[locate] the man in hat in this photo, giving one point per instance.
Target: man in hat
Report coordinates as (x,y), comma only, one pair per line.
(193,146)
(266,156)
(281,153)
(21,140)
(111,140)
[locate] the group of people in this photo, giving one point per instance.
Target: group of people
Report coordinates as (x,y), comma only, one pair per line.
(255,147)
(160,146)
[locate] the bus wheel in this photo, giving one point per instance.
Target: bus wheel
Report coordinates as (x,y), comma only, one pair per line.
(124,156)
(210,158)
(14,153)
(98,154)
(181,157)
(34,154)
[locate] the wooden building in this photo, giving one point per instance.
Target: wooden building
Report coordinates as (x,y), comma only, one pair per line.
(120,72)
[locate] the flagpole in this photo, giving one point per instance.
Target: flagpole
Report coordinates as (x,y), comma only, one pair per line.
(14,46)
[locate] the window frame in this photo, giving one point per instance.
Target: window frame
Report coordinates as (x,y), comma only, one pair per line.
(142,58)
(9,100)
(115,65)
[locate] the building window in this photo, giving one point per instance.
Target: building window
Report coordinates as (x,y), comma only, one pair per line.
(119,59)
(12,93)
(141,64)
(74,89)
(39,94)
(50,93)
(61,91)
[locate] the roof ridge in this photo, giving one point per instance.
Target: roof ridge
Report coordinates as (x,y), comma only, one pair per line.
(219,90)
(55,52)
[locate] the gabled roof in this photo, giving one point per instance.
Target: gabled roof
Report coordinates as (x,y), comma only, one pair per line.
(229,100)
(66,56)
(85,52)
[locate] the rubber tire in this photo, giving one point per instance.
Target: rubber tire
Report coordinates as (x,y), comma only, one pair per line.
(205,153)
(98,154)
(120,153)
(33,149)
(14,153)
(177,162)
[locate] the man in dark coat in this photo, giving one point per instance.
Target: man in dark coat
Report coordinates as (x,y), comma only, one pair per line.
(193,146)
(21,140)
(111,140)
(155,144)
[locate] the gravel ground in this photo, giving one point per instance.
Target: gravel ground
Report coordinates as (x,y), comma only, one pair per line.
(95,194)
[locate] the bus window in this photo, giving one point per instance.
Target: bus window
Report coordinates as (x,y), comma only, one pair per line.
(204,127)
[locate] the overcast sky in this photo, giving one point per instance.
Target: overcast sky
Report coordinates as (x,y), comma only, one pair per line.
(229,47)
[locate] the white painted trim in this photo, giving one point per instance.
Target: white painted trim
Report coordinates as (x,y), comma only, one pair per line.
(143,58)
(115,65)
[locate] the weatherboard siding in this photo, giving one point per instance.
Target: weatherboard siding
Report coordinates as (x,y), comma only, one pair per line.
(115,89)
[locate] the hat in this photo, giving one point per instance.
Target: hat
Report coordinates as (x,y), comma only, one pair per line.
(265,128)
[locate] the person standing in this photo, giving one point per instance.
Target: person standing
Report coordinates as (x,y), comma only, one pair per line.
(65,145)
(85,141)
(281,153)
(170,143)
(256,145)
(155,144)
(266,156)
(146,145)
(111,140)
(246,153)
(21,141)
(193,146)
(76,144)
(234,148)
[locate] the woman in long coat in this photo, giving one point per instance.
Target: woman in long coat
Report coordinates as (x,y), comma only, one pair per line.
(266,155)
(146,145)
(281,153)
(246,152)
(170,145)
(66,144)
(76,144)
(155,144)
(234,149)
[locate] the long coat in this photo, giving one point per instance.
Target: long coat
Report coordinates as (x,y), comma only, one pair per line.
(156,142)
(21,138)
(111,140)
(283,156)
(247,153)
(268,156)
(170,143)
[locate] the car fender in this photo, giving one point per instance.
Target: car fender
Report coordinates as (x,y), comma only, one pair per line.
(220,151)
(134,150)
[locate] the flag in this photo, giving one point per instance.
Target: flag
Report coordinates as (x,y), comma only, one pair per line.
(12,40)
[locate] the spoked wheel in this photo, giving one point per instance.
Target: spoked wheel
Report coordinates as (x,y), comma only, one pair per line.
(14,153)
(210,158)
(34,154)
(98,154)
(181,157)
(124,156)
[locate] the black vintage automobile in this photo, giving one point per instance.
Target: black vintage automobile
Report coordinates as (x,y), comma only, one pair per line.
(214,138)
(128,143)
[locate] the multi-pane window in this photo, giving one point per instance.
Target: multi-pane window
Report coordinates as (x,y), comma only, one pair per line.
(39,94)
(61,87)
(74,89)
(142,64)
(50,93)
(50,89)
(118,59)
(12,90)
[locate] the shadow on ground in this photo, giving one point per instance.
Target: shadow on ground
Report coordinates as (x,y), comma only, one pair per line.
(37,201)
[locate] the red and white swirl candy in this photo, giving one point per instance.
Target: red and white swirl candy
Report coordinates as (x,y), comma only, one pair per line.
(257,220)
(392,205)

- Problem statement: Rewrite the entries from the line containing "[locate] the multi-pane" through the end of the entries, both ends included and requests kept, and shift every coordinate value in the answers by adding -148 to it.

- Expected answer:
[locate] the multi-pane window in this photo, giving one point per instance.
Target: multi-pane window
Report coordinates as (x,y), comma only, one pair per line.
(-109,-54)
(-87,-61)
(-74,-59)
(-6,-84)
(-98,-55)
(-98,-59)
(-30,-89)
(-136,-58)
[locate] the shadow on ground in this photo, giving one point per instance.
Target: shadow on ground
Report coordinates as (x,y), comma only, one pair per line.
(-111,53)
[locate] the red and white swirl candy in this photo, giving one point per instance.
Target: red and white swirl candy
Report coordinates as (x,y), comma only, one pair per line.
(109,72)
(244,57)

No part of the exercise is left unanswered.